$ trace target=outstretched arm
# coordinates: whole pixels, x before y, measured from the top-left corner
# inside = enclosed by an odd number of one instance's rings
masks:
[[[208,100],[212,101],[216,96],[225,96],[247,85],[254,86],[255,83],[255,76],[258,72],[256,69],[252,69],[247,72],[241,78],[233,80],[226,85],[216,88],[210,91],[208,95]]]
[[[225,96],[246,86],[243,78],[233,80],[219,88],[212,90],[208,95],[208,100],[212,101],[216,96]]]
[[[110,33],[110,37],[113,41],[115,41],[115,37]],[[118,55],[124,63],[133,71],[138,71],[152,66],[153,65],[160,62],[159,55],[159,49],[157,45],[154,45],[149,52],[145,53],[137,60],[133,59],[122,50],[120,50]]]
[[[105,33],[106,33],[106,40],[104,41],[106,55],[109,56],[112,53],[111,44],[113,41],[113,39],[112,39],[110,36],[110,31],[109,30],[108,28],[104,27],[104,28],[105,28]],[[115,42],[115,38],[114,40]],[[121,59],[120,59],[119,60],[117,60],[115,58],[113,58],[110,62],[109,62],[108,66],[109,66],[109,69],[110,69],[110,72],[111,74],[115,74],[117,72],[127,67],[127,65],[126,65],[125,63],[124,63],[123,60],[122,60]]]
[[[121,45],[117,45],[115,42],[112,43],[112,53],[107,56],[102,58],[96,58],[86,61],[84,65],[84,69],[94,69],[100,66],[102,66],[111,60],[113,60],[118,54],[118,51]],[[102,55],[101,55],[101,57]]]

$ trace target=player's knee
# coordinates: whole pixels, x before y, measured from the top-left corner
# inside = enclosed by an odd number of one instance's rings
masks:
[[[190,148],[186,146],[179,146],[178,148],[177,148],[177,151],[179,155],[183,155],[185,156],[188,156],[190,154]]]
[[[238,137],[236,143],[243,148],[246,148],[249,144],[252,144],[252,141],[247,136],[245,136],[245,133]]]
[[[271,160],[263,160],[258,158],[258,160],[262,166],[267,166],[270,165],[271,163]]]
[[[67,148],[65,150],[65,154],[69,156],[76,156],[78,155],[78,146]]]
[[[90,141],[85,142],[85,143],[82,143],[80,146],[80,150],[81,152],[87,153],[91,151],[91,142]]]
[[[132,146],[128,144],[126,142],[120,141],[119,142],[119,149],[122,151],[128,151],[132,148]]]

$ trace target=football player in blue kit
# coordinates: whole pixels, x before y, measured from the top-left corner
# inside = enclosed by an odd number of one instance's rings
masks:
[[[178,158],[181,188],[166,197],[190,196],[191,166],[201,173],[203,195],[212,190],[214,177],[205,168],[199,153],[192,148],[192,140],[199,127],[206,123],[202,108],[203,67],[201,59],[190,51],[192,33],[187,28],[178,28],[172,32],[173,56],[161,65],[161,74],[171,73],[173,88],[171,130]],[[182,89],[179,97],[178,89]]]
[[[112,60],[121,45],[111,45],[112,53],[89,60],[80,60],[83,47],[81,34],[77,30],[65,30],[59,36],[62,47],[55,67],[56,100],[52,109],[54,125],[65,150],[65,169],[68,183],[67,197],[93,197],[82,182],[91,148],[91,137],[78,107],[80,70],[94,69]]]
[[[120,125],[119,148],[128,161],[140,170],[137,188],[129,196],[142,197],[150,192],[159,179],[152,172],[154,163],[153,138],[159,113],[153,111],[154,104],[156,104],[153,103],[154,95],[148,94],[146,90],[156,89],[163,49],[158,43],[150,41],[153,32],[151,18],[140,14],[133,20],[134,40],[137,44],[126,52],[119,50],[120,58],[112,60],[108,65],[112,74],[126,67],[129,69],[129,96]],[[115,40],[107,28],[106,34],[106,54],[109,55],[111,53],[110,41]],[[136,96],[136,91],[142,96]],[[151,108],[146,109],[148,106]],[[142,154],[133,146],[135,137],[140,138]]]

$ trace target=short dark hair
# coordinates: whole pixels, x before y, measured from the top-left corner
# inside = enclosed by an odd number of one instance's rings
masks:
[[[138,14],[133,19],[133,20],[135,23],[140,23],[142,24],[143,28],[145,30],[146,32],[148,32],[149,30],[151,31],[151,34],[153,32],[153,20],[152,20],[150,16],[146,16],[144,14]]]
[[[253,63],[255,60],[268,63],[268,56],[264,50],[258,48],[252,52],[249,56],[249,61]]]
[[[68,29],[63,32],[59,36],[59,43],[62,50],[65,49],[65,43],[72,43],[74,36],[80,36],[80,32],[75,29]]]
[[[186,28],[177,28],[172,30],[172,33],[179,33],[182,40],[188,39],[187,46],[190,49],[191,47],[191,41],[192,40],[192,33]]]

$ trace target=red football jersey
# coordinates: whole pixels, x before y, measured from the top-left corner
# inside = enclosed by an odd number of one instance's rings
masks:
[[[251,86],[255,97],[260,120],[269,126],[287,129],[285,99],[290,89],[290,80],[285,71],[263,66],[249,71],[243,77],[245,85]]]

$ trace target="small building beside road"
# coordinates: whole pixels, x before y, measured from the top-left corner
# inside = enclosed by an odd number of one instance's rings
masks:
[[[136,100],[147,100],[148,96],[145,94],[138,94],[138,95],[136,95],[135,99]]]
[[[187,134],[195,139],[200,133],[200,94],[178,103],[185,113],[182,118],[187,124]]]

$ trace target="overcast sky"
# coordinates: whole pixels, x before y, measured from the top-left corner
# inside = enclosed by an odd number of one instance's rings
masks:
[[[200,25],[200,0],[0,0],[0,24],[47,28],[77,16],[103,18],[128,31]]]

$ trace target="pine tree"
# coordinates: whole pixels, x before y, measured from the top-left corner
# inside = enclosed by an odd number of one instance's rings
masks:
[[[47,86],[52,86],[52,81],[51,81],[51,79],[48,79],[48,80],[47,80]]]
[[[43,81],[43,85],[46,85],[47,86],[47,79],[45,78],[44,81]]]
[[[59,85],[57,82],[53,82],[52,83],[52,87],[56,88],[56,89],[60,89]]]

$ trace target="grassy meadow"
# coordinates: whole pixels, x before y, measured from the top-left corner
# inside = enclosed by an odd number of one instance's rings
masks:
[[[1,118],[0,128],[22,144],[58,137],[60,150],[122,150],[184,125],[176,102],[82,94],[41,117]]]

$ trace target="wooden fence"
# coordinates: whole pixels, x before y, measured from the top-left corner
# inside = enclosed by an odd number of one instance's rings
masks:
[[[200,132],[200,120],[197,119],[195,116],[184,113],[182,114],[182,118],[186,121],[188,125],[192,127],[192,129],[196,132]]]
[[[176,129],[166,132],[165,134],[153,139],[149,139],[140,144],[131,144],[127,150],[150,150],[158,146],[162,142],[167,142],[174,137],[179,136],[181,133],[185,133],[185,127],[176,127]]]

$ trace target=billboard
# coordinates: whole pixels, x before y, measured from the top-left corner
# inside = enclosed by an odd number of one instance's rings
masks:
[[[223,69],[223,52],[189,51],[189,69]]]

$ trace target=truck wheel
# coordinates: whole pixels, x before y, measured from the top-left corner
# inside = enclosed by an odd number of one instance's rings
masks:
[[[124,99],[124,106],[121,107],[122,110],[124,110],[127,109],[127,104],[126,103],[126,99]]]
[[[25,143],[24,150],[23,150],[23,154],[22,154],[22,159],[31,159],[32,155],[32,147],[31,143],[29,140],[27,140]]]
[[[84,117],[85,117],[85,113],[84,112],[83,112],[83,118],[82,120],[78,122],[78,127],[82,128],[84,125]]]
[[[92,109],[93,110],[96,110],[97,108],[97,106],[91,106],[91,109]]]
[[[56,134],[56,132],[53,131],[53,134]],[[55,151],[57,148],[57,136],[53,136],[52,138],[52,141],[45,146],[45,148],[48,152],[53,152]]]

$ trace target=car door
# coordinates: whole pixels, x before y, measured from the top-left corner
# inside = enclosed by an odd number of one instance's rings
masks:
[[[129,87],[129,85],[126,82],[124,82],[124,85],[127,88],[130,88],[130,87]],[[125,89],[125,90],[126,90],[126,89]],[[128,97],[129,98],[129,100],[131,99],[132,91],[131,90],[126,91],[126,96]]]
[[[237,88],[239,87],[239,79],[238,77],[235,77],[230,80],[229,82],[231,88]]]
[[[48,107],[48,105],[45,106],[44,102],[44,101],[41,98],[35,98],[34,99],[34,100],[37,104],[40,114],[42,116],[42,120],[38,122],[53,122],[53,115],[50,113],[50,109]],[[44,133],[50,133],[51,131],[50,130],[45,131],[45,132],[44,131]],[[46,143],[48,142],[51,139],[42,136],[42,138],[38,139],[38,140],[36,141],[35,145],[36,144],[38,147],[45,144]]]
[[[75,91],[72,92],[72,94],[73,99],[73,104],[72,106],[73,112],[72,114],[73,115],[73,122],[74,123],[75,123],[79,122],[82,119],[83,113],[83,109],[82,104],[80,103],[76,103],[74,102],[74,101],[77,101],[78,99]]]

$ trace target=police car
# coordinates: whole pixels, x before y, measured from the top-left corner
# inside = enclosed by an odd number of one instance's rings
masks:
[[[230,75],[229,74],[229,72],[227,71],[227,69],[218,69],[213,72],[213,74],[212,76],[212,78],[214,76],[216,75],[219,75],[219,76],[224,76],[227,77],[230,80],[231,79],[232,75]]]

----------

Directive: Copy the records word for word, starting at the line that contains "trace target=car door" and continuing through the last line of the records.

Result of the task:
$ trace target=car door
# coordinates: whole pixels, x before y, measured from the top-left corner
# inside = enclosed by an odd number of one instance's rings
masks:
[[[129,87],[129,85],[126,82],[124,82],[124,85],[127,88],[130,88],[130,87]],[[125,89],[125,90],[126,90],[126,89]],[[128,97],[129,98],[129,100],[131,99],[132,91],[131,90],[126,91],[126,96]]]
[[[237,88],[239,87],[239,79],[238,77],[235,77],[230,80],[229,82],[231,88]]]
[[[48,107],[48,105],[45,106],[44,102],[44,101],[41,98],[35,98],[34,99],[34,100],[37,104],[40,114],[42,116],[42,120],[38,122],[53,122],[53,115],[50,113],[50,109]],[[44,133],[50,133],[51,131],[50,130],[45,131],[45,132],[44,131]],[[46,143],[48,142],[51,139],[42,136],[42,138],[38,139],[38,140],[36,141],[35,145],[36,144],[38,147],[45,144]]]
[[[75,91],[72,92],[72,94],[73,99],[73,104],[72,106],[73,112],[72,114],[73,115],[73,122],[74,123],[75,123],[79,122],[82,119],[83,113],[83,109],[82,104],[80,103],[76,103],[74,102],[74,101],[77,101],[78,99]]]

$ trace target=police car
# coordinates: whole pixels, x before y, measured from the top-left corner
# inside = enclosed by an odd number of one instance's rings
masks:
[[[230,75],[229,74],[229,72],[227,71],[227,69],[218,69],[213,72],[213,74],[212,76],[212,78],[214,76],[216,75],[219,75],[219,76],[224,76],[227,77],[230,80],[231,79],[232,75]]]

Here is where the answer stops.